[Items from a dataset]
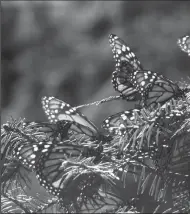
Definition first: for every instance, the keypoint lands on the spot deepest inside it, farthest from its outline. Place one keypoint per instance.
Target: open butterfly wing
(57, 110)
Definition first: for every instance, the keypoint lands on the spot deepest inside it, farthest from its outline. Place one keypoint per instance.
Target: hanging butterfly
(117, 124)
(58, 111)
(135, 83)
(28, 150)
(184, 44)
(54, 162)
(58, 130)
(126, 63)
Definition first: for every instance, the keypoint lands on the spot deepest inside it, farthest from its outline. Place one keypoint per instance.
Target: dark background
(61, 49)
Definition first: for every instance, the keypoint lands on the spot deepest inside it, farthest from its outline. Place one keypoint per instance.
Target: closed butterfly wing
(57, 110)
(184, 44)
(126, 64)
(55, 161)
(155, 88)
(117, 124)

● DIRECTIVE:
Echo the lines above exactly as they stand, covering all of them, but leave the pictures out of your answer.

● WRITTEN SOLUTION:
Definition first: for every instance, the keypoint lands on the spot deepest inside it, farthest from its outline. Place one keypoint per instance.
Target: open butterfly wing
(57, 110)
Definition first: for every instance, the keypoint lands on the spot deepest inside it, farthest from its outline. Place one keypoint per instance.
Target: hanging butterfly
(117, 124)
(58, 111)
(135, 83)
(28, 150)
(184, 44)
(54, 162)
(58, 130)
(126, 63)
Definition first: for every instance, the keypoint lands on the spot deepest inside it, farthest from its outline. Place one keypoint per instance.
Target: dark background
(61, 49)
Definition first: for every instance, the keypoint lands on the spot deepest inside it, farthest from its outline. Place one keypoint per instance.
Target: closed butterfly wing
(57, 110)
(184, 44)
(126, 64)
(55, 161)
(155, 88)
(117, 124)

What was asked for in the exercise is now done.